§ THE REQUEST: Reproduce the part of the material that opens with the line containing "task: segment every instance of the person" and closes with the line containing "M 108 252 L", switching "background" to "foreground" and leaving everything else unchanged.

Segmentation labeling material
Start

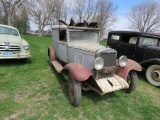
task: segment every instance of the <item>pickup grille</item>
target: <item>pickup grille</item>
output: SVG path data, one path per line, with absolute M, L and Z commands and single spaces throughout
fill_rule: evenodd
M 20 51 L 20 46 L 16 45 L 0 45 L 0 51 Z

End
Start

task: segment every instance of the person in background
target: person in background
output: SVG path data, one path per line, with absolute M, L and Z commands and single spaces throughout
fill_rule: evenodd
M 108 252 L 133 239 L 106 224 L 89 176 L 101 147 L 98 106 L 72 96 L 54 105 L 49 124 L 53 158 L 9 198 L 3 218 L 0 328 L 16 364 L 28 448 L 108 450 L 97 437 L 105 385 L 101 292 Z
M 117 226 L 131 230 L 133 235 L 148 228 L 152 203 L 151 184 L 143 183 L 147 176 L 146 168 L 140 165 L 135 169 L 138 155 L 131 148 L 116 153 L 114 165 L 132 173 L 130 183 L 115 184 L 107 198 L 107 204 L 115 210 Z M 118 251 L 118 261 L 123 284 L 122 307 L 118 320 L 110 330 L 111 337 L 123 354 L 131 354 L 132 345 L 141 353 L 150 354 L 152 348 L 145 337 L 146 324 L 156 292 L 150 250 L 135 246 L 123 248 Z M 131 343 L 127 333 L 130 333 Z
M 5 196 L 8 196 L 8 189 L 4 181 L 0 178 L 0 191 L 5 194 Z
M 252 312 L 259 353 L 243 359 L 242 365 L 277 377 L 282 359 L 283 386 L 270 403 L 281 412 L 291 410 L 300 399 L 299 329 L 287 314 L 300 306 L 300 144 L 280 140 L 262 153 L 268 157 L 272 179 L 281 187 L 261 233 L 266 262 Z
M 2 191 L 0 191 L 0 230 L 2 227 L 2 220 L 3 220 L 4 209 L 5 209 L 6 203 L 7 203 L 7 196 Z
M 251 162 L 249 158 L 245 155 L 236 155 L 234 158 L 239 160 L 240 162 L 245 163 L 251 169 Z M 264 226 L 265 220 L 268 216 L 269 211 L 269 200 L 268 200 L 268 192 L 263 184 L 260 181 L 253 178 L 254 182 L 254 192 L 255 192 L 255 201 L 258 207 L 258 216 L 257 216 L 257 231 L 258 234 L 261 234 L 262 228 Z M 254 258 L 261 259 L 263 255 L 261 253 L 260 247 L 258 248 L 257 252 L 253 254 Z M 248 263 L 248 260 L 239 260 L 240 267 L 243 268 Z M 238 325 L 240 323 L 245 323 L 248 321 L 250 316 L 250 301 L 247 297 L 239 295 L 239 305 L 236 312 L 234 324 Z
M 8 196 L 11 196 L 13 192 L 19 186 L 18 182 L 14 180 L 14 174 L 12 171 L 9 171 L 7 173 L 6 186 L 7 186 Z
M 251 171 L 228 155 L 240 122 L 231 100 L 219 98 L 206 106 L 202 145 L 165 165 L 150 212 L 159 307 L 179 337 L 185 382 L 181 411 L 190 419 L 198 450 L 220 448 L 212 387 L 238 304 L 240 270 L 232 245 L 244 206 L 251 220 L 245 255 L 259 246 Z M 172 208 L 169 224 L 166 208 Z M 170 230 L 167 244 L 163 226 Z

End

§ EXPECTED ANSWER:
task: segment every instance of the person in foreground
target: person in foreground
output: SVG path data, one path per line, with absolute M, L and Z commands and single spaces throughout
fill_rule: evenodd
M 108 252 L 133 239 L 106 224 L 89 176 L 101 147 L 98 106 L 72 96 L 54 105 L 49 124 L 53 158 L 9 198 L 3 218 L 0 328 L 16 364 L 28 448 L 108 450 L 97 437 L 105 385 L 101 292 Z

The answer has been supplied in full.